Problem to work on — For the listing below, print exactly the lines from the line with "Your task: look at the preceding image and identify the woman" to the line with "Your task: look at the preceding image and identify the pink", both included, and nothing beyond them.

Information provided —
-------------------------
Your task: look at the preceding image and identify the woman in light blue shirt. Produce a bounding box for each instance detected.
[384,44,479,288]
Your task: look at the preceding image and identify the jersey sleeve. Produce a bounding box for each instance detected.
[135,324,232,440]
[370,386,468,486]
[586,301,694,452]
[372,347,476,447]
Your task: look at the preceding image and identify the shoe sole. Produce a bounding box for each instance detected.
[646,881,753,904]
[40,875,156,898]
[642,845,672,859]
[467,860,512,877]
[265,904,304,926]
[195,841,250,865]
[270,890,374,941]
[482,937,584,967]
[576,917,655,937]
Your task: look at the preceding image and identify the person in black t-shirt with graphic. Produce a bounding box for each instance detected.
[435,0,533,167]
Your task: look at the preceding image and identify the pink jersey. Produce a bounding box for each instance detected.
-------------------------
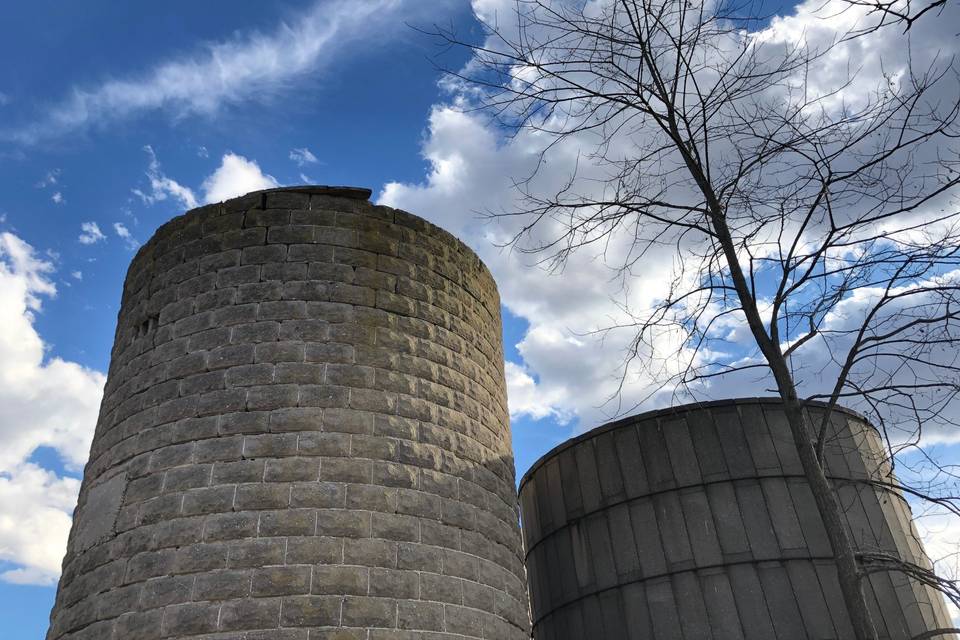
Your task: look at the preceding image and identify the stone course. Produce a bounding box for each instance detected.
-------------------------
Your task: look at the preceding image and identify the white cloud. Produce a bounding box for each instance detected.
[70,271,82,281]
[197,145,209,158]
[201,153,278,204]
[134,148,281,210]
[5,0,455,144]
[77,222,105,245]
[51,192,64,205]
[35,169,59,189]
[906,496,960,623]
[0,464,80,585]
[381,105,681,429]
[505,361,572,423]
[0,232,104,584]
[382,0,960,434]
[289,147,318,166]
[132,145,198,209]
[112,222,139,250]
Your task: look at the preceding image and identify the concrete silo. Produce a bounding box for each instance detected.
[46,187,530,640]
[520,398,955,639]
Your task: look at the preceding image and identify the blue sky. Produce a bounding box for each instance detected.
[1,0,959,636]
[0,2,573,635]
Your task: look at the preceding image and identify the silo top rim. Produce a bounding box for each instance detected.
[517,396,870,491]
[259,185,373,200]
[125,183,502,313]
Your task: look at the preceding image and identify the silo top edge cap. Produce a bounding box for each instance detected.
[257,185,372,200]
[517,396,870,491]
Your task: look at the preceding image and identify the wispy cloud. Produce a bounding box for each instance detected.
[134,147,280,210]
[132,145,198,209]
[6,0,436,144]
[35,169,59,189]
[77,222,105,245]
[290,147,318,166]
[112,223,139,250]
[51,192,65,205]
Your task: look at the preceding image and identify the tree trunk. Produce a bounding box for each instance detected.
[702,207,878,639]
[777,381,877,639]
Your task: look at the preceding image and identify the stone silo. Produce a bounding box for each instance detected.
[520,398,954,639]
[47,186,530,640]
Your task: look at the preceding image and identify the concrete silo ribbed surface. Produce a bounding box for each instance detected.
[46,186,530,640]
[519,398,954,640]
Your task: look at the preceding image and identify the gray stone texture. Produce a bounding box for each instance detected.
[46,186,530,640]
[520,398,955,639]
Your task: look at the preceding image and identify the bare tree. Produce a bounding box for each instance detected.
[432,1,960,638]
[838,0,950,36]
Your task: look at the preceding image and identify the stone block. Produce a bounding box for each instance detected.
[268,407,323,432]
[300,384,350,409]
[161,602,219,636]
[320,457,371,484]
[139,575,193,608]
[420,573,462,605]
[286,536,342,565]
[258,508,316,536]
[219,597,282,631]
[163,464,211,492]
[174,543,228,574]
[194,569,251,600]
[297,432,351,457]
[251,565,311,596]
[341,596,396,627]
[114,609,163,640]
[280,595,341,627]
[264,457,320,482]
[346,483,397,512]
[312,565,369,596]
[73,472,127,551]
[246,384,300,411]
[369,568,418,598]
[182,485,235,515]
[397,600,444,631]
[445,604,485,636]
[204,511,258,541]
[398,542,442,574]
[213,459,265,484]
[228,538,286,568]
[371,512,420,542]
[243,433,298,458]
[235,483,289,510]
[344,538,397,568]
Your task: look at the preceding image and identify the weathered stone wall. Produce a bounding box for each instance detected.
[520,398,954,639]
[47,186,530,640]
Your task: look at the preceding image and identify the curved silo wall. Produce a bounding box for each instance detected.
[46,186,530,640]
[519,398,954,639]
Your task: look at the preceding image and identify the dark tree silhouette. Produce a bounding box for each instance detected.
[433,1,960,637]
-------------------------
Response to this exercise —
Your task: look at the preceding image and identify the woman in light blue shirt. Produce a bounding box for each instance detected.
[384,44,479,288]
Your task: look at the preceding image and identify the jersey sleeve. Produce a bounding box for each instance detected.
[135,324,232,440]
[370,386,468,486]
[586,301,694,452]
[372,347,476,447]
Your task: look at the preceding image and identify the shoe sole. Produce a bounding box for each instance detected.
[646,881,753,904]
[40,875,156,898]
[642,845,672,859]
[467,860,512,877]
[265,904,304,926]
[195,841,250,865]
[270,890,374,941]
[482,937,584,967]
[576,917,655,937]
Your task: look at the preceding image and identify the person in black t-shirt with graphic. Produce a bounding box for each instance detected.
[435,0,533,167]
Your task: look at the preceding image and identify the pink jersey. Produce a bounding box for each instance detected.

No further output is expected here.